Extracted data entries:
* START *

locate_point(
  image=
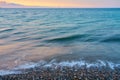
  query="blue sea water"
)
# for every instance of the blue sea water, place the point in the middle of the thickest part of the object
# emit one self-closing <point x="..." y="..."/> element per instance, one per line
<point x="30" y="37"/>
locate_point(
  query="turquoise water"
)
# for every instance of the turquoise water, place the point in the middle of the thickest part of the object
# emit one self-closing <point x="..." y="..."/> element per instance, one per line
<point x="61" y="36"/>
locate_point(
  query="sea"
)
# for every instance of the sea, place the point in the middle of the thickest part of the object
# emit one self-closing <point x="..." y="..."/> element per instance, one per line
<point x="59" y="36"/>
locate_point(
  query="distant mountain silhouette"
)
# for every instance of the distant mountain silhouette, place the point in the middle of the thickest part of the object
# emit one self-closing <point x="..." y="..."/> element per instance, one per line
<point x="4" y="4"/>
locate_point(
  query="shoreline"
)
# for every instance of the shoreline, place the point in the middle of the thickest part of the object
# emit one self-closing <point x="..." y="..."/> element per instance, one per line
<point x="66" y="73"/>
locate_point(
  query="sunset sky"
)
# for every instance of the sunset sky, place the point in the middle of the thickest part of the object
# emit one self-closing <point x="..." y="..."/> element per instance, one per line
<point x="67" y="3"/>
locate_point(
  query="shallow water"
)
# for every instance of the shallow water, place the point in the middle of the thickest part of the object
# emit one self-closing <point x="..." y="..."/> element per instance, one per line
<point x="64" y="35"/>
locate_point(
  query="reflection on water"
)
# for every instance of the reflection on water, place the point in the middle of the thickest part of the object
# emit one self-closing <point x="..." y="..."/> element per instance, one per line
<point x="31" y="35"/>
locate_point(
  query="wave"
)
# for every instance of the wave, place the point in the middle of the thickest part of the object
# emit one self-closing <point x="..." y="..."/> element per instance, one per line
<point x="53" y="63"/>
<point x="6" y="30"/>
<point x="112" y="40"/>
<point x="67" y="38"/>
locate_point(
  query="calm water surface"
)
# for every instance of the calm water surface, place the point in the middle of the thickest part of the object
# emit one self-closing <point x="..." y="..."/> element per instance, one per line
<point x="60" y="36"/>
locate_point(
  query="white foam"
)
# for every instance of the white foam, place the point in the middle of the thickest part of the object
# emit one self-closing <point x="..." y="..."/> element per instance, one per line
<point x="5" y="72"/>
<point x="54" y="63"/>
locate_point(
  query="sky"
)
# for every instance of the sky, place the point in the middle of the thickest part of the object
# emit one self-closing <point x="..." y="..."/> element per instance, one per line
<point x="68" y="3"/>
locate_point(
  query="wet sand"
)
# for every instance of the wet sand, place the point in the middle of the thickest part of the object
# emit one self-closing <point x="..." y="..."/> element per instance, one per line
<point x="66" y="73"/>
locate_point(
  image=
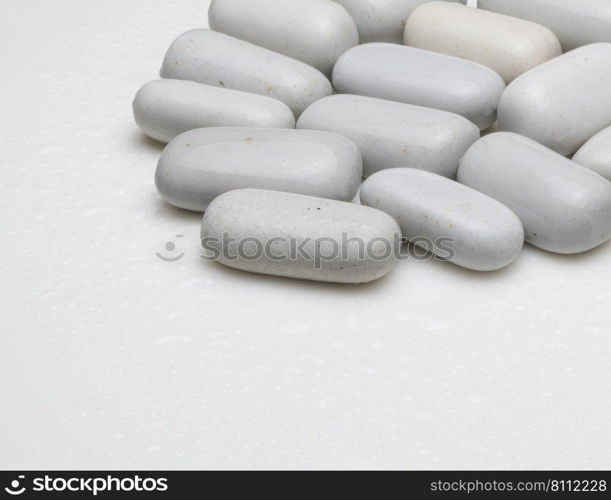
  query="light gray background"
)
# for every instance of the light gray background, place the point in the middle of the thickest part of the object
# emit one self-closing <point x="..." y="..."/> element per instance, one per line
<point x="111" y="358"/>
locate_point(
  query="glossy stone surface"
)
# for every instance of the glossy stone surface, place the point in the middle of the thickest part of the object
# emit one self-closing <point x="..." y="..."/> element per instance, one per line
<point x="596" y="154"/>
<point x="564" y="207"/>
<point x="563" y="102"/>
<point x="241" y="224"/>
<point x="199" y="165"/>
<point x="391" y="134"/>
<point x="421" y="77"/>
<point x="381" y="20"/>
<point x="575" y="22"/>
<point x="508" y="45"/>
<point x="164" y="109"/>
<point x="316" y="32"/>
<point x="453" y="221"/>
<point x="217" y="59"/>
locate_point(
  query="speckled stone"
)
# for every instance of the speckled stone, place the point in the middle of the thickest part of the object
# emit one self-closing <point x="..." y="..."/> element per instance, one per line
<point x="563" y="102"/>
<point x="596" y="154"/>
<point x="217" y="59"/>
<point x="454" y="221"/>
<point x="481" y="36"/>
<point x="564" y="207"/>
<point x="416" y="76"/>
<point x="316" y="32"/>
<point x="381" y="20"/>
<point x="199" y="165"/>
<point x="575" y="22"/>
<point x="283" y="222"/>
<point x="164" y="109"/>
<point x="392" y="134"/>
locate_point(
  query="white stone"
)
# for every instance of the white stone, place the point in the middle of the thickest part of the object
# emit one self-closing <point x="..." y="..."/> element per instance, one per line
<point x="217" y="59"/>
<point x="421" y="77"/>
<point x="381" y="20"/>
<point x="297" y="236"/>
<point x="316" y="32"/>
<point x="575" y="22"/>
<point x="564" y="207"/>
<point x="508" y="45"/>
<point x="596" y="154"/>
<point x="453" y="221"/>
<point x="164" y="109"/>
<point x="563" y="102"/>
<point x="201" y="164"/>
<point x="392" y="134"/>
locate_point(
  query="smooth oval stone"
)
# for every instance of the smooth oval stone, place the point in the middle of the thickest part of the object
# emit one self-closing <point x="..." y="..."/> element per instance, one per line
<point x="392" y="134"/>
<point x="164" y="109"/>
<point x="481" y="36"/>
<point x="217" y="59"/>
<point x="563" y="102"/>
<point x="297" y="236"/>
<point x="596" y="154"/>
<point x="421" y="77"/>
<point x="575" y="22"/>
<point x="452" y="220"/>
<point x="316" y="32"/>
<point x="564" y="207"/>
<point x="381" y="20"/>
<point x="201" y="164"/>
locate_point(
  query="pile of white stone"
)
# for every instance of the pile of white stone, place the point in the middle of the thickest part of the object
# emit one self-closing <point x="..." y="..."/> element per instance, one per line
<point x="461" y="120"/>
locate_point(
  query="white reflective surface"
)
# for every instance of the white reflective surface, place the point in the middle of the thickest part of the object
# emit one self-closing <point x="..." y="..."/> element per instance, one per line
<point x="113" y="358"/>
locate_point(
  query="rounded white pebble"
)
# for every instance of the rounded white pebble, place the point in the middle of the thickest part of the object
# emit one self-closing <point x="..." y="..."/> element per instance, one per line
<point x="563" y="102"/>
<point x="381" y="20"/>
<point x="296" y="236"/>
<point x="421" y="77"/>
<point x="316" y="32"/>
<point x="575" y="22"/>
<point x="564" y="207"/>
<point x="453" y="221"/>
<point x="392" y="134"/>
<point x="217" y="59"/>
<point x="164" y="109"/>
<point x="596" y="154"/>
<point x="481" y="36"/>
<point x="201" y="164"/>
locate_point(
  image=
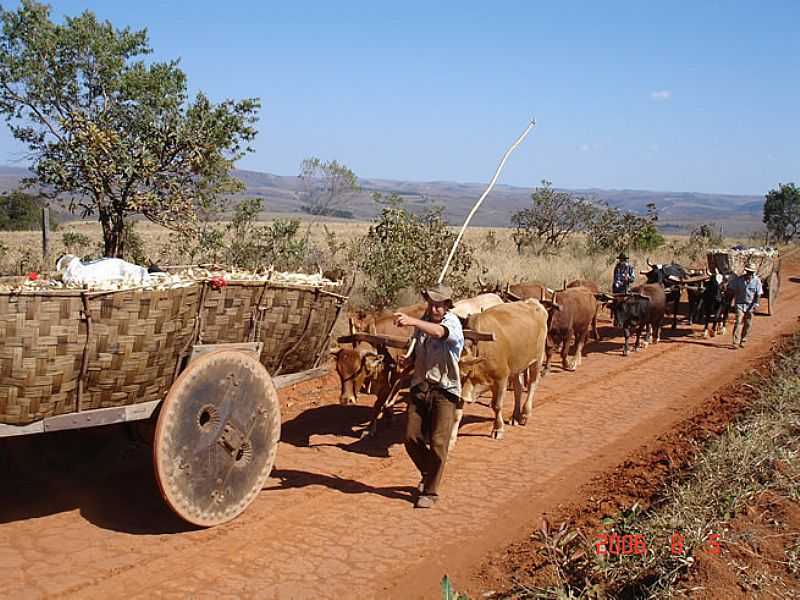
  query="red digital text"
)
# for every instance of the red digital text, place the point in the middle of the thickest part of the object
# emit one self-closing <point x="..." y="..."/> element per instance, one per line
<point x="614" y="544"/>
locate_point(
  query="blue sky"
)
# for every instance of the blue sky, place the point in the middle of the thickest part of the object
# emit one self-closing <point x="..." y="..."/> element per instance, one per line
<point x="679" y="96"/>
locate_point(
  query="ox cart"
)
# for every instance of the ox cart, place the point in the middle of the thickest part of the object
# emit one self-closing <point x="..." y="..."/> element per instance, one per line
<point x="766" y="260"/>
<point x="202" y="361"/>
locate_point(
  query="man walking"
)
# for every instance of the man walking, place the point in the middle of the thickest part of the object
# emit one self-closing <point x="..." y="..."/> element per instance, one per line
<point x="435" y="388"/>
<point x="624" y="275"/>
<point x="747" y="290"/>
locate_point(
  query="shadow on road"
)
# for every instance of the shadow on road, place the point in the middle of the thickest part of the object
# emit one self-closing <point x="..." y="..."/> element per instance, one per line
<point x="290" y="478"/>
<point x="100" y="472"/>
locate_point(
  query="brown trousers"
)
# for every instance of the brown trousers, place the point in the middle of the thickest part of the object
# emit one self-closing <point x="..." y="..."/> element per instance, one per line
<point x="431" y="414"/>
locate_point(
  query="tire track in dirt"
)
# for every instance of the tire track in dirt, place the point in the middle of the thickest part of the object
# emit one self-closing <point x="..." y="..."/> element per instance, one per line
<point x="336" y="520"/>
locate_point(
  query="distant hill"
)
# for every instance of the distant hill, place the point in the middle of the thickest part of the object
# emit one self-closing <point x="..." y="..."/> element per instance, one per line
<point x="677" y="210"/>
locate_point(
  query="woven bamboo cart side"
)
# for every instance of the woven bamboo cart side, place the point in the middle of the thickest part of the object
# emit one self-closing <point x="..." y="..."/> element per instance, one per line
<point x="293" y="322"/>
<point x="70" y="351"/>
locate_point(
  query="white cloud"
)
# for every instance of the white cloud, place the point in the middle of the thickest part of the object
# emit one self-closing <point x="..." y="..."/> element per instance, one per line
<point x="662" y="95"/>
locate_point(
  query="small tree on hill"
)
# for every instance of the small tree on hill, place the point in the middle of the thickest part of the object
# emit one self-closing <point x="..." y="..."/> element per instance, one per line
<point x="613" y="230"/>
<point x="326" y="186"/>
<point x="782" y="212"/>
<point x="118" y="135"/>
<point x="554" y="217"/>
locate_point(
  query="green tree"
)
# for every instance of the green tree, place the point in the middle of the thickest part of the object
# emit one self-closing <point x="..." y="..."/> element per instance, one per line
<point x="403" y="250"/>
<point x="553" y="218"/>
<point x="326" y="187"/>
<point x="782" y="212"/>
<point x="117" y="135"/>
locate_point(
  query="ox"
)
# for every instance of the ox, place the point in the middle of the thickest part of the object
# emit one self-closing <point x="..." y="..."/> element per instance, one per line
<point x="520" y="330"/>
<point x="643" y="306"/>
<point x="671" y="277"/>
<point x="570" y="315"/>
<point x="716" y="304"/>
<point x="595" y="289"/>
<point x="464" y="309"/>
<point x="365" y="368"/>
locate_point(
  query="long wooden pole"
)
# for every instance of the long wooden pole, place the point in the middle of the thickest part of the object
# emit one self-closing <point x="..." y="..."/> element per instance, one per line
<point x="503" y="160"/>
<point x="485" y="193"/>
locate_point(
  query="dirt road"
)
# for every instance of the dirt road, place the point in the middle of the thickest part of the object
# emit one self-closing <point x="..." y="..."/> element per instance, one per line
<point x="81" y="514"/>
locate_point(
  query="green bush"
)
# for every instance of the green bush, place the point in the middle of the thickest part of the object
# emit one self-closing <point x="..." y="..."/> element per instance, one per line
<point x="403" y="250"/>
<point x="613" y="230"/>
<point x="22" y="212"/>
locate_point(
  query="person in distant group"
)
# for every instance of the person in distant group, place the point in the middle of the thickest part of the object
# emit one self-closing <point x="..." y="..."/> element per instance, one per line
<point x="747" y="291"/>
<point x="435" y="388"/>
<point x="624" y="275"/>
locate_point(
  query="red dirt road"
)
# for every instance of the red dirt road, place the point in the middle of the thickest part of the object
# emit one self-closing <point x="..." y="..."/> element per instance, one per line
<point x="81" y="514"/>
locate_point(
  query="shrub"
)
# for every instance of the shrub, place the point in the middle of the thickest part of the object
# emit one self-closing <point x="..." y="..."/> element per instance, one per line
<point x="613" y="230"/>
<point x="551" y="220"/>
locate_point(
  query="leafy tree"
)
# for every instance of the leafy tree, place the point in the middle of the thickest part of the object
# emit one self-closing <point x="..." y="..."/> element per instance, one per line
<point x="403" y="250"/>
<point x="782" y="212"/>
<point x="553" y="218"/>
<point x="117" y="135"/>
<point x="613" y="230"/>
<point x="257" y="246"/>
<point x="21" y="211"/>
<point x="326" y="186"/>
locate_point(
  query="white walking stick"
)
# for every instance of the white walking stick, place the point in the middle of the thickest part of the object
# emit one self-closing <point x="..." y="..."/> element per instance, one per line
<point x="475" y="208"/>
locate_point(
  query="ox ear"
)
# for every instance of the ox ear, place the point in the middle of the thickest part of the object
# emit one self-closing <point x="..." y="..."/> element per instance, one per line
<point x="468" y="362"/>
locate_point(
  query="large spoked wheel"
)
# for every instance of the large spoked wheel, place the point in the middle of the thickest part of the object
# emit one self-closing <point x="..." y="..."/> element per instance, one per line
<point x="774" y="288"/>
<point x="216" y="437"/>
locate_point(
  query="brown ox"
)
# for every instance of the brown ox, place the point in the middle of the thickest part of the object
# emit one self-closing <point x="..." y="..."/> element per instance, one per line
<point x="595" y="289"/>
<point x="520" y="329"/>
<point x="570" y="317"/>
<point x="365" y="368"/>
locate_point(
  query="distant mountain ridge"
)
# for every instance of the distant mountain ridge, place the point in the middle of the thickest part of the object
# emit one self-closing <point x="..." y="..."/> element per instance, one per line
<point x="677" y="210"/>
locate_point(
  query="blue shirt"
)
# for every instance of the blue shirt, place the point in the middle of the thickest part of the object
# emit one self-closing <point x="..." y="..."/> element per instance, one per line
<point x="746" y="293"/>
<point x="436" y="359"/>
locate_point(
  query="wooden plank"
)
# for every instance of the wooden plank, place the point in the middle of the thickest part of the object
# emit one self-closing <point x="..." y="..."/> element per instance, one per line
<point x="252" y="348"/>
<point x="282" y="381"/>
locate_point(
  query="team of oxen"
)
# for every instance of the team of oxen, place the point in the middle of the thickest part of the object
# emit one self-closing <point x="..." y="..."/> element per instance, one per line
<point x="513" y="330"/>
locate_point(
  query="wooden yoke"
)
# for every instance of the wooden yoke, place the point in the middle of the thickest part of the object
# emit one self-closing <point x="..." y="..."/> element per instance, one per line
<point x="393" y="341"/>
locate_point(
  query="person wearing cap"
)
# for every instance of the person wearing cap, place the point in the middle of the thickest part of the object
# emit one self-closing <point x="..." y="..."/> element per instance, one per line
<point x="435" y="388"/>
<point x="746" y="290"/>
<point x="624" y="275"/>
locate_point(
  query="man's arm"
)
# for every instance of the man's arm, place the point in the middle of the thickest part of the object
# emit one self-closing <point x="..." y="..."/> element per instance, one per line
<point x="432" y="329"/>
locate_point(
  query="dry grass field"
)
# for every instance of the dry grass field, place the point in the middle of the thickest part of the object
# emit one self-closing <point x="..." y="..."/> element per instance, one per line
<point x="495" y="254"/>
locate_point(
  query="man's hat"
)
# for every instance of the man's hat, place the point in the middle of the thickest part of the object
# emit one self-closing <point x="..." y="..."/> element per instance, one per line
<point x="438" y="293"/>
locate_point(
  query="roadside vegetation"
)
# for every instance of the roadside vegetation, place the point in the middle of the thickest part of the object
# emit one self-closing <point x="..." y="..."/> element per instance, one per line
<point x="727" y="527"/>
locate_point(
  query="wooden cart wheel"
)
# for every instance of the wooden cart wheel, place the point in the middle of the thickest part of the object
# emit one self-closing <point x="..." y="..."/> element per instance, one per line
<point x="774" y="288"/>
<point x="216" y="437"/>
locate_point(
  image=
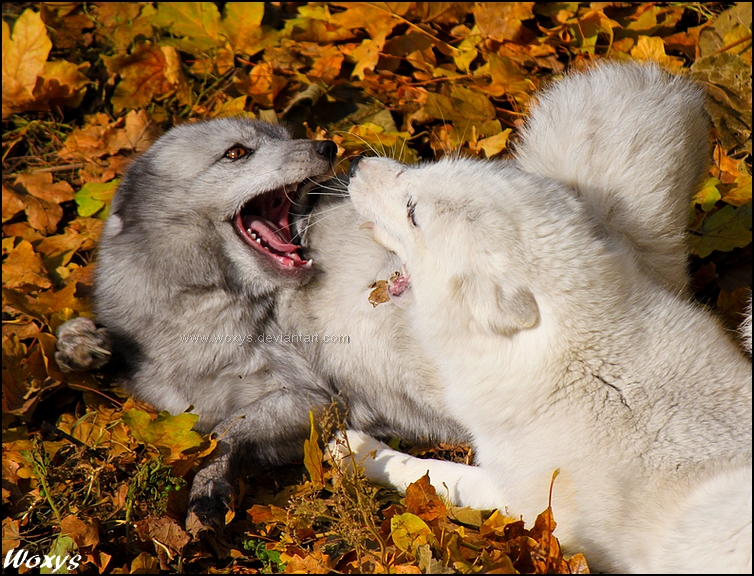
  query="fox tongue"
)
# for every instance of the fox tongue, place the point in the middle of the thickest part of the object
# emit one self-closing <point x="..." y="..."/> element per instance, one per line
<point x="273" y="228"/>
<point x="273" y="235"/>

* END *

- _The task_:
List every line in the rows above that contains the word "mountain", matching case exactly.

- _Problem solution_:
  query="distant mountain silhouette"
# for every instance of the distant mountain silhouette, place the point in the middle of the thickest part of the object
  query="distant mountain ridge"
# for every instance of the distant mountain ridge, place the point in the middle of the thickest part of the object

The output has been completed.